● Brief: Could you carry on the passage about metabolic testing, picking up after its last sentence?

● Document excerpt:
______________________________

Metabolic testing describes several tests that can be performed to assess the efficiency of a patient’s metabolism. Knowing that allows our team to determine how physically fit a patient is. The most commonly used metabolic tests are the VO2 max test and the resting metabolic rate (RMR) test.
What is the VO2 Max Test?
The VO2 max or maximal oxygen uptake test determines the maximum ability of the body to take in oxygen. The higher the number, the fitter the patient is. A sedentary person might have a VO2 max of 35, while an elite athlete may have one at least twice that. As someone exercises, they inhale more and more oxygen, but if they push themselves too hard for too long, they reach a point where their respiration can’t keep up with their body’s demands. At that point, they have reached their VO2 max.
The results of the VO2 max test can also be used to calculate the patient’s lactate threshold, the point during exercise when lactate accumulates in the blood more quickly than the body can get rid of it. An athlete who has reached their lactate threshold becomes tired and has to slow down. Calculating someone’s lactate threshold enables our team to assess a patient’s endurance.
The VO2 max test is simple: The athlete puts on a mask that measures their respiration and walks or runs on a treadmill. Every few minutes, the tester adjusts the treadmill to increase the difficulty.

______________________________

● Extracted records:
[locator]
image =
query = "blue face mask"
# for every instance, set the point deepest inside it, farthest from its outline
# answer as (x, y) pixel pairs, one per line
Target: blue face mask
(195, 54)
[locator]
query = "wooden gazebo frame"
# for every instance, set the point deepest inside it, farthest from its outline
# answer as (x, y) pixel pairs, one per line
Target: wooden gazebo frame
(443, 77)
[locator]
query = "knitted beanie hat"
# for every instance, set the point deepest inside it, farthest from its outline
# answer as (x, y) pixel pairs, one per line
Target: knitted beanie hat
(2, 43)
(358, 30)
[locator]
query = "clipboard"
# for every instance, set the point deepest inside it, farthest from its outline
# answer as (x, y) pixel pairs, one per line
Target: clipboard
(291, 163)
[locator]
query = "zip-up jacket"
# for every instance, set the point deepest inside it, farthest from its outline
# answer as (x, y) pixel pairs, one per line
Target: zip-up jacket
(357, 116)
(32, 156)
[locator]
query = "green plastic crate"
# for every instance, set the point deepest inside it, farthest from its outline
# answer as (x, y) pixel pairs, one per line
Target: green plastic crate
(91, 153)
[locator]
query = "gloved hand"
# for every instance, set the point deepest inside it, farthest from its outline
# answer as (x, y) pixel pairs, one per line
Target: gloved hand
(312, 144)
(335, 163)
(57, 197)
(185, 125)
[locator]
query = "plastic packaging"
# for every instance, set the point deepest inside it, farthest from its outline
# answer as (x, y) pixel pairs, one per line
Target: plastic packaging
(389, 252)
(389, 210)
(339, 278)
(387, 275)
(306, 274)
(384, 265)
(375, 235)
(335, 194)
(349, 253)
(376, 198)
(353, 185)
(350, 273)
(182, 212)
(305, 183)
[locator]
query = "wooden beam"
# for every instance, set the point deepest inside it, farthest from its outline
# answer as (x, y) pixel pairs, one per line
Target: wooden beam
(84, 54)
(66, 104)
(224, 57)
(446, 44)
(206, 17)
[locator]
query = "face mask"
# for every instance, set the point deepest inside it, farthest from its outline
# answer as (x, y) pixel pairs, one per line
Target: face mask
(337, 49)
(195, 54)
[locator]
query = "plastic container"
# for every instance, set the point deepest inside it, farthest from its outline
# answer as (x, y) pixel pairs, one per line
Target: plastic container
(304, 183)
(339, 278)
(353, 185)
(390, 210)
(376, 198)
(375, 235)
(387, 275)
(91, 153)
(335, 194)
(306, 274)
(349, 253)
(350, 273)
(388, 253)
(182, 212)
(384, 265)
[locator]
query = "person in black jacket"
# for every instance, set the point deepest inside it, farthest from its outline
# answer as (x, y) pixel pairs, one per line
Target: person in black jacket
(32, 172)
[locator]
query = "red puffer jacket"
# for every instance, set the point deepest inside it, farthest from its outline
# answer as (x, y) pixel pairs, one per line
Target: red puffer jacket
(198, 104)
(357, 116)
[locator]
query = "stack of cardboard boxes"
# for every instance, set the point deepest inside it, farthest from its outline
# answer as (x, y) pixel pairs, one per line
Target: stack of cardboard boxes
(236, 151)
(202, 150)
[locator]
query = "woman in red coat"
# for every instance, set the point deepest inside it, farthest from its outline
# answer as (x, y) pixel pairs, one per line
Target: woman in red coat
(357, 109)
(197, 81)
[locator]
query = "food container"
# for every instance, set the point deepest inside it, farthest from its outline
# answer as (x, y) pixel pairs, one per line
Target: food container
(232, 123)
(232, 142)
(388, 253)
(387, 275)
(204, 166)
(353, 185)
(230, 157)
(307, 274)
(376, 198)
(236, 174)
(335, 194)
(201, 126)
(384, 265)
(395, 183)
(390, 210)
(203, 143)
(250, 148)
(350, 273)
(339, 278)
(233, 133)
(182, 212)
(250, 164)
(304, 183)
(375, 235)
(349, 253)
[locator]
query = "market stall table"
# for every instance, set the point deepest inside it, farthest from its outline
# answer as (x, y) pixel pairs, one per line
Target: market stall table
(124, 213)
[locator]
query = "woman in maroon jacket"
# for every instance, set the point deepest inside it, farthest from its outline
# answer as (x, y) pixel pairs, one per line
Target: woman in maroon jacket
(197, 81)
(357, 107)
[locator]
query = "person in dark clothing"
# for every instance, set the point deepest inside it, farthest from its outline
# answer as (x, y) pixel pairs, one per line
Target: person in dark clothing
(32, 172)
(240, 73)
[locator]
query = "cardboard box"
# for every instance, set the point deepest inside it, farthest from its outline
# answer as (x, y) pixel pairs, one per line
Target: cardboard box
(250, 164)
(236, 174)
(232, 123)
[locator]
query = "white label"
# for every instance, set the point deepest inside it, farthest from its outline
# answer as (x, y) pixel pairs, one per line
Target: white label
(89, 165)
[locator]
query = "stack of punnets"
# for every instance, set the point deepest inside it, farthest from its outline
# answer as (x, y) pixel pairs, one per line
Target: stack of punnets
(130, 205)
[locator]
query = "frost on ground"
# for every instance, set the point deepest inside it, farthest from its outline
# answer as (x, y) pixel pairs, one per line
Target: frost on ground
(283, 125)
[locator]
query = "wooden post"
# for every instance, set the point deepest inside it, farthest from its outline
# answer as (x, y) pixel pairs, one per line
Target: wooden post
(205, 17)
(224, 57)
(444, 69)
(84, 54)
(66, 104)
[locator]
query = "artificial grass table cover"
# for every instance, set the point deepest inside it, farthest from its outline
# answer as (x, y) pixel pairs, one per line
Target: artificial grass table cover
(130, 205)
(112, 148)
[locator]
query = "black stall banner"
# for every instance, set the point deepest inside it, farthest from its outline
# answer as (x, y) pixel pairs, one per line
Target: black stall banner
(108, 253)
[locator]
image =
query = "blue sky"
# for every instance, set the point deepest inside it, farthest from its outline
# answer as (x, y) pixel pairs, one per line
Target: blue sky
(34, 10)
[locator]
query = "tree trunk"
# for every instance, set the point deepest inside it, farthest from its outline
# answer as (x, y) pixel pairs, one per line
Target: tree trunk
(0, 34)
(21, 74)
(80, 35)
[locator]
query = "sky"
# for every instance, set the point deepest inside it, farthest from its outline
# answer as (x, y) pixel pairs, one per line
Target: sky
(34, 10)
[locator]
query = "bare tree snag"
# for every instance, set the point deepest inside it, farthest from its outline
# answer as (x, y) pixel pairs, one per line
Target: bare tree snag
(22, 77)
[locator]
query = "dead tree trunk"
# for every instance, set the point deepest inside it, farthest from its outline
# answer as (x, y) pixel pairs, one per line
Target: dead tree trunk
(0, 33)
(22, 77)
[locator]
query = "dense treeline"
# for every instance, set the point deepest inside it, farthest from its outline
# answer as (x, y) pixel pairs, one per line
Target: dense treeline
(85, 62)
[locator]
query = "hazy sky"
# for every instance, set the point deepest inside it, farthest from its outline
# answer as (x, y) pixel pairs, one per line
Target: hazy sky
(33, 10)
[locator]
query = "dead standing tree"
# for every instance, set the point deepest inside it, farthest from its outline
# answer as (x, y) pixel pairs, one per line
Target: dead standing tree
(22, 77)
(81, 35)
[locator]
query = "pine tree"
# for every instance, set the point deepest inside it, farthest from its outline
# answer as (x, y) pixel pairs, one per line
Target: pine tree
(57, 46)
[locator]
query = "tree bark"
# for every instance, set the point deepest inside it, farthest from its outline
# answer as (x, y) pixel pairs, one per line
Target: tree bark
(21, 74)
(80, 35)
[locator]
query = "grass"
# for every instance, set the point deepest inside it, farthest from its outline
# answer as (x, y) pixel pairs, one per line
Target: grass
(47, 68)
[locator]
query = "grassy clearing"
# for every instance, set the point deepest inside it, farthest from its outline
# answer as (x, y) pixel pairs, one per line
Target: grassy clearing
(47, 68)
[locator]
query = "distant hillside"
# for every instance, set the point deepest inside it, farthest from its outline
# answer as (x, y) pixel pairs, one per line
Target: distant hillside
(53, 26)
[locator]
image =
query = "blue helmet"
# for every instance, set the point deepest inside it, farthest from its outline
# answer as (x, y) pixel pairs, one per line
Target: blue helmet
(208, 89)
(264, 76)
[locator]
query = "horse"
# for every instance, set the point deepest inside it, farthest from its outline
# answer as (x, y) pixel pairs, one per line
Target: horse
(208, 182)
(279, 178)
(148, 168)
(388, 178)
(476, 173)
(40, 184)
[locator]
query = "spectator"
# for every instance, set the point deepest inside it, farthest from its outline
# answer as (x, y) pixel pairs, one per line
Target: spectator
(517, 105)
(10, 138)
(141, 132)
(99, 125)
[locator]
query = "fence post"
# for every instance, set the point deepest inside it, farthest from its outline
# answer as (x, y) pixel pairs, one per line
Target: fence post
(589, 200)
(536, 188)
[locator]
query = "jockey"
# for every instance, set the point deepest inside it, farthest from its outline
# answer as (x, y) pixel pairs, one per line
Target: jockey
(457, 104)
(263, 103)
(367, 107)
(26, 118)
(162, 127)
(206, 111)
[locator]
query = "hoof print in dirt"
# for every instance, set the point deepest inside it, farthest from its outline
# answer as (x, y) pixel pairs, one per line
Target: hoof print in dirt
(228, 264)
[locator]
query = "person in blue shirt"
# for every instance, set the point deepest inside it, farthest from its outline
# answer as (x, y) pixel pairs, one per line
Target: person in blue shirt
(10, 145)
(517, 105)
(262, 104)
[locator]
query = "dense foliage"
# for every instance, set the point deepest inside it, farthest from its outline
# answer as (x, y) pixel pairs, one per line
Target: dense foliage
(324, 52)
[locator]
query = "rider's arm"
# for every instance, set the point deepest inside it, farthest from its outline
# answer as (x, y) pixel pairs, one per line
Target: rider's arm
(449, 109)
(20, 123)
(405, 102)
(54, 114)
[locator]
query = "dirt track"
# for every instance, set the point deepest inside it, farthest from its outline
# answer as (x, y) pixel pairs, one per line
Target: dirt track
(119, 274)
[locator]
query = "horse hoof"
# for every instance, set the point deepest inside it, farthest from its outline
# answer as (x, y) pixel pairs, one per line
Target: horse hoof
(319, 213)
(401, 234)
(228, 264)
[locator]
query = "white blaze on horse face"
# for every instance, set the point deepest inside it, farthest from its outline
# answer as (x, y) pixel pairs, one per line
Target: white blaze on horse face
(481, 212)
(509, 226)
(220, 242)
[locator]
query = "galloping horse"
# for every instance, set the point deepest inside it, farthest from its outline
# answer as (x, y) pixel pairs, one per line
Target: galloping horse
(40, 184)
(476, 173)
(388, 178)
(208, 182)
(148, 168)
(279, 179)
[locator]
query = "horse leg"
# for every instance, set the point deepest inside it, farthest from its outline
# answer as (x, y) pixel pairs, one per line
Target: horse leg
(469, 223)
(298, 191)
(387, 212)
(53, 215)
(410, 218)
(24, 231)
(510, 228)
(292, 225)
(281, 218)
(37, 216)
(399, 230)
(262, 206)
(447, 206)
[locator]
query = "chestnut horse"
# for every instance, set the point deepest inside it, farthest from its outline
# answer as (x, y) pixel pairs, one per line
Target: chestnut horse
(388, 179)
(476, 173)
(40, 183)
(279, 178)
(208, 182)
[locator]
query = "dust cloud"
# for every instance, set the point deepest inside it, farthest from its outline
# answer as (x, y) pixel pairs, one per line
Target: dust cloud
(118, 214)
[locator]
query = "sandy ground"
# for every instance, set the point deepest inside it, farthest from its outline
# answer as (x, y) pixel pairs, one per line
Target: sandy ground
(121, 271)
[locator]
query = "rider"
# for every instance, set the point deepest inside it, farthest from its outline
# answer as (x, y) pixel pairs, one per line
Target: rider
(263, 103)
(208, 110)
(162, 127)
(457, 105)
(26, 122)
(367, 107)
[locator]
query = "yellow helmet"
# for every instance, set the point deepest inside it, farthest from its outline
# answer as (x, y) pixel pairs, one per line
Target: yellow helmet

______________________________

● Answer:
What is the Resting Metabolic Rate Test?
The RMR test lets the athlete or the medical professional to assess how many calories the subject’s body uses while they’re resting. Knowing the RMR will help somebody plan their diet more effectively by telling them how many calories they need to eat every day in order gain, maintain or lose weight. The more muscular someone is, the higher their RMR will be, since muscles burn more energy than does fat. Men, therefore, tend to have higher RMRs than women, and younger people tend to have higher RMRs than older people.
The RMR test, which is sometimes called the “Darth Vader test,” also involves wearing a mask. It will measure the amount of oxygen the patient inhales and the amount of carbon dioxide they exhale. The patient will also be hooked up to an EKG machine to measure their resting heart rate.